Quoted passage —

- - - -

All questions, no answers.

I had an absolute blast in Vegas, let me be clear about that. There was a time about 3am Saturday morning inside the Hard Rock when I felt 2,000 feet tall and ready to challenge heaven's current monarch for The Throne. Well, we learned in Dogma what happens when you try to pull off that nonsense, and since, I have been sent to my place.

I'm a shivering, shaking, chattering mess. Wait, that's because it's 32 degrees outside my fine fine Flint, MI bungalow. But it is May. Freakin May! Dammit.

Anyway, I made a vow some time ago never to write about actual Vegas experiences, only hypothetical Vegas experiences, just in case one of my friend's decides to make a serious run for a high office. Sure, the slogan says that what happens in Vegas stays in Vegas, but bet your ass that what happens in Vegas gets shown on grainy video via CNN if you choose to run for the Senate. That's just how it is, and I'm too tired right now to change the rules, or even try...but since there's no way in hell Seth would ever degrade himself with a career in politics, lemme give a shoutout and a reminder that some antibiotics will clear that right up, Mr. Wolters. I'm kidding, Heather. Indeed, I'll skip the particulars of the weekend itself and focus for a moment on the interesting bookends to my weekend.

Dee-troit Basketball.

On Friday, with drink in hand, I talked a ton of poo inside our Flamingo suite while the Pistons and Sixers went hammer and tong at each other. They played fast and loose, and that's usually bad for the Pistons, because they are about defense, not playing the run and gun. 115 to 104, Philly. Allen Iverson poured 37 points and dished 15 assists. He did it from every angle, and he was knocked on his ass at least 15 times. I was pissed that the Pistons lost, yet I enjoy Iverson's game so much I couldn't really stay mad. He has the biggest stones in the Association.

Ben Wallace led Detroit with 29, and while it's nice to see Big Ben go off, when he's leading the offense, chances are that there's trouble on the horizon. Piston players even admitted later on that they were caught up in the high flying atmosphere, thinking more about acrobatics and no-look passes to the detriment of committed defense. It happens. I was already a mess by time Game 3 was finished on Friday, and so was everyone else, which is probably why I didn't catch too much abuse. It's hard to properly rag on someone when you've lost the ability to speak in complete sentences.

Then, ~40 hours later, there was Game 4 at 10am Vegas time Sunday morning. Eiiiiiiiiowwwww. Garbage time, baby, garbage time.

I dragged myself down to a Flamingo casino lounge to watch the game and drink away my hangover, cursing all the while that I was unable to snag an early flight out of Vegas, while all my friends were either en route or already home...sleeping it off or getting their emergency transfusion. My eyes were almost welded shut, and the slits of my whites that were visible matched the flaming red carpet around me. The area was bedlam with people running to flee Vegas and a whole different crowd coming through to vacation for the week. I'm very suspicious of folks who, of their own free will, choose to vacation for a week in Vegas...as in Monday through Friday. Sure, it's cheaper by the day, and you'll have more luck finding $5 blackjack tables, not mention discounts galore on lap-dances, cheaper bribes, etc., but still.

- - - -

Given request A —
From the post about the Vegas weekend, translate this sentence into Spanish: "Then, ~40 hours later, there was Game 4 at 10am Vegas time Sunday morning."

Data provided —

- - - -

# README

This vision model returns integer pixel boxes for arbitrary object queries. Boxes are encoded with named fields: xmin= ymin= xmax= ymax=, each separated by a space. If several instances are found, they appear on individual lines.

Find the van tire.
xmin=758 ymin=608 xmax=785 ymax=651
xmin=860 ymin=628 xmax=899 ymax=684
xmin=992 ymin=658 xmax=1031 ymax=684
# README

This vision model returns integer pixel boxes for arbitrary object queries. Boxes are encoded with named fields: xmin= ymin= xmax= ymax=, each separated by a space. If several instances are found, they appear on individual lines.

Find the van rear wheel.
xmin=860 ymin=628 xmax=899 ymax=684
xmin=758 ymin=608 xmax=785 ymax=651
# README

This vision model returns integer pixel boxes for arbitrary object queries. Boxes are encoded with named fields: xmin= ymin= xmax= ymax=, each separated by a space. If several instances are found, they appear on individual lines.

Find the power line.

- - - -

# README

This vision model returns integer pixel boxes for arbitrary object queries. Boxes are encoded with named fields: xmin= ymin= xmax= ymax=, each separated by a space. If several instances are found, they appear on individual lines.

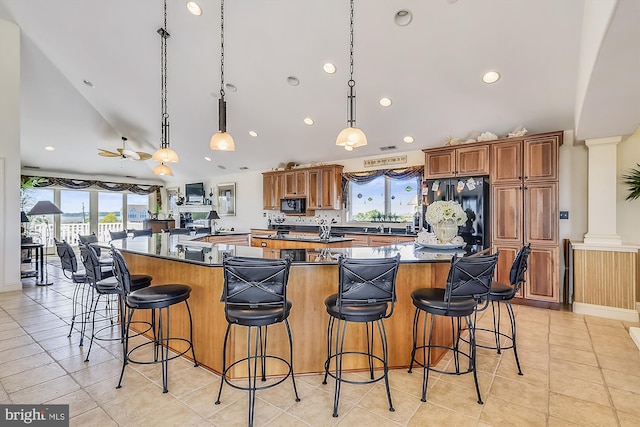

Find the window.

- - - -

Given request B —
How many lines of the records contain the word "Find"? Reply with the number alone.

Written response A —
Luego, unas 40 horas después, se jugó el Juego 4 a las 10 a. m., hora de Las Vegas, el domingo por la mañana.

Written response B —
4